───── SOURCE DOCUMENT
Lifetime Health Cover
Lifetime Health Cover (LHC) is a Government initiative designed to encourage people to take out hospital insurance earlier in life and to maintain their cover.
Who pays LHC?
If you do not have hospital cover with an Australian registered health fund on the 1st of July following your 31st birthday and then decide to take out hospital cover later in life, you will pay a 2% loading on top of your premium for every year you are aged over 30.
For example, if you take out hospital cover at age 40 you will pay 20% more than someone who first took out hospital cover at age 30. The maximum loading is 70%.
Once you have paid a LHC loading on your private hospital insurance for 10 continuous years, the loading is removed as long as you retain your hospital cover.
You can use the Lifetime Health Cover calculators to find out if you need to pay the LHC loading.
Overseas Visitors Health Cover, Overseas Student Health Cover and international forms of insurance are not considered to be hospital cover for Lifetime Health Cover purposes.
- Gaps in cover - to cover small gaps, such as switching from one fund to another, you are able to be without hospital cover for periods totalling 1094 days (i.e. three years less one day) during your lifetime, without affecting your loading. This is known as 'Days of Absence'.
If you use up your Days of Absence - that is, you have a total gap period of 1095 days - you will pay a 2% loading on rejoining private hospital cover. The loading will increase by 2% for every year after that without cover.
You can only access your Days of Absence if you have held hospital cover at some point on or after your Lifetime Health cover base day. For most people, your base day is the later of 1 July 2000 or the 1 July after your 31st birthday.
- Suspension of membership - if you apply to your health fund to suspend your hospital cover for a short period, and it agrees, this period of suspension does not affect your LHC loading (you are considered to be maintaining your cover).
- Going overseas - if you cancel your hospital insurance in order to go overseas, the days you spend outside of Australia aren't counted towards the 1094 days you are allowed to be without private health insurance, provided you stay overseas for at least one continuous year. You are able to return to Australia for periods of up to 90 consecutive days, per visit, and are still considered to be overseas.
──────────
EXERCISE SET:
- A) Duplicate the passage of the Lifetime Health Cover page that begins at the words "You can only" and stops after the words "your 31st birthday.".
- B) According to the Lifetime Health Cover page, for how long must someone pay an LHC loading before it is removed, provided they keep their hospital cover?
- C) Rewrite as a short list the paragraph of the Lifetime Health Cover page that begins "Going overseas - if you cancel your hospital insurance".
───── DATASET CONTENT
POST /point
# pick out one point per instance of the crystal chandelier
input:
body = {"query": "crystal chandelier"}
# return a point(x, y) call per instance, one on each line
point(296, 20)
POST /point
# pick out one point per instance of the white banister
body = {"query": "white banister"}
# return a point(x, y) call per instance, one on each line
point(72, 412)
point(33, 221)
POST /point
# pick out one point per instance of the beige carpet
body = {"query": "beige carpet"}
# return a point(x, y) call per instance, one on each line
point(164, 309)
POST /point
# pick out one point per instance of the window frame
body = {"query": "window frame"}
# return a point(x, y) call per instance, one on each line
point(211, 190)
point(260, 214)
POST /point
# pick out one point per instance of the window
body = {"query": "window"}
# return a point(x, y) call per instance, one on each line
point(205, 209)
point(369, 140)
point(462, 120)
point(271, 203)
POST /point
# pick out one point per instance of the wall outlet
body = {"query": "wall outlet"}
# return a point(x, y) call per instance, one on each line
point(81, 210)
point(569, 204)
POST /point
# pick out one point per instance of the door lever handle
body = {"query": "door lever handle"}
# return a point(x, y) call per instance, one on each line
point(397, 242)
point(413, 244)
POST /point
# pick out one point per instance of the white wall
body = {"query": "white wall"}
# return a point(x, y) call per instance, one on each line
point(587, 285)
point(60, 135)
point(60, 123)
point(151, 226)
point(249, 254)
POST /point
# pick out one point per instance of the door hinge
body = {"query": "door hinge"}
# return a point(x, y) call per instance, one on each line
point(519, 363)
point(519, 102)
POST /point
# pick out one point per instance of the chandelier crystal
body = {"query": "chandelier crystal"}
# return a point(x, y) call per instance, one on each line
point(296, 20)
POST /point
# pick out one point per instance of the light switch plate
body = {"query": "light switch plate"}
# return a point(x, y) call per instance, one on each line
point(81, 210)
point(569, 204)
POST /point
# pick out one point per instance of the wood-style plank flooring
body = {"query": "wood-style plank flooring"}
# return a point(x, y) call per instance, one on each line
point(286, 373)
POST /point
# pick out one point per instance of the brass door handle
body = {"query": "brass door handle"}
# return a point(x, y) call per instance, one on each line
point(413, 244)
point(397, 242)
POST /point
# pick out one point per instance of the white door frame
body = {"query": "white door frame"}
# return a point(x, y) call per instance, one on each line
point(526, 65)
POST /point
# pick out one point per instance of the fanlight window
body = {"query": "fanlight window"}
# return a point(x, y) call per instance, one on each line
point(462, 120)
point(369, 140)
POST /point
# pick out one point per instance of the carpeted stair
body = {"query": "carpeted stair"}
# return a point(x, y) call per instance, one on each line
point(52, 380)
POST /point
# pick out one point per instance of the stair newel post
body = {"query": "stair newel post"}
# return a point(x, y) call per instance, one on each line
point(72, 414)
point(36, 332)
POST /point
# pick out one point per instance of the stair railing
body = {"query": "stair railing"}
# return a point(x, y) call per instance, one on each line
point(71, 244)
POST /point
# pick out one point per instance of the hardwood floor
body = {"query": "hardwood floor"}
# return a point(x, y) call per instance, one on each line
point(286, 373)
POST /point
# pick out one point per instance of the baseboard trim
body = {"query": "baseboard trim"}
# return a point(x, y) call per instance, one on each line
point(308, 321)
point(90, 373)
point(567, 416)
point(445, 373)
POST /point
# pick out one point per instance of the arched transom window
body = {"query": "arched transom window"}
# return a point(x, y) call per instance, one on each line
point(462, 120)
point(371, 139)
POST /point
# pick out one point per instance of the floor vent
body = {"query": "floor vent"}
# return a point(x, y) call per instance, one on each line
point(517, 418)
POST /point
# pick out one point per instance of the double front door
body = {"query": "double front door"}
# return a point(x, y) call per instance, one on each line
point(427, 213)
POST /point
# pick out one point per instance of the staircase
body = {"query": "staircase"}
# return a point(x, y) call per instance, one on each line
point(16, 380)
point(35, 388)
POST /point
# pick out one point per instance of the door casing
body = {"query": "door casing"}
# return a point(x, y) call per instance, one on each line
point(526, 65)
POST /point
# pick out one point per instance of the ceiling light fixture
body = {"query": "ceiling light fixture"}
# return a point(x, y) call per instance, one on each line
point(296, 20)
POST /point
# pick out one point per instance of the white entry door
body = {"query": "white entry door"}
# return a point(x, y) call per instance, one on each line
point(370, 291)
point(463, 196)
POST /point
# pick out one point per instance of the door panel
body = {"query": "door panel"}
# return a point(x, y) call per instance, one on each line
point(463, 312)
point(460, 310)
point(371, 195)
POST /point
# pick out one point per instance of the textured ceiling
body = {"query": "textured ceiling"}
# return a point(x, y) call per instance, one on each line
──────────
SOLUTIONS TO THE PROBLEMS:
- A)
You can only access your Days of Absence if you have held hospital cover at some point on or after your Lifetime Health cover base day. For most people, your base day is the later of 1 July 2000 or the 1 July after your 31st birthday.

- B) For 10 continuous years.

- C)
- If you cancel hospital insurance to go overseas, days spent outside Australia do not count toward the 1094 days allowed without private health insurance.
- This applies only if you stay overseas for at least one continuous year.
- You may return to Australia for up to 90 consecutive days per visit and still be considered overseas.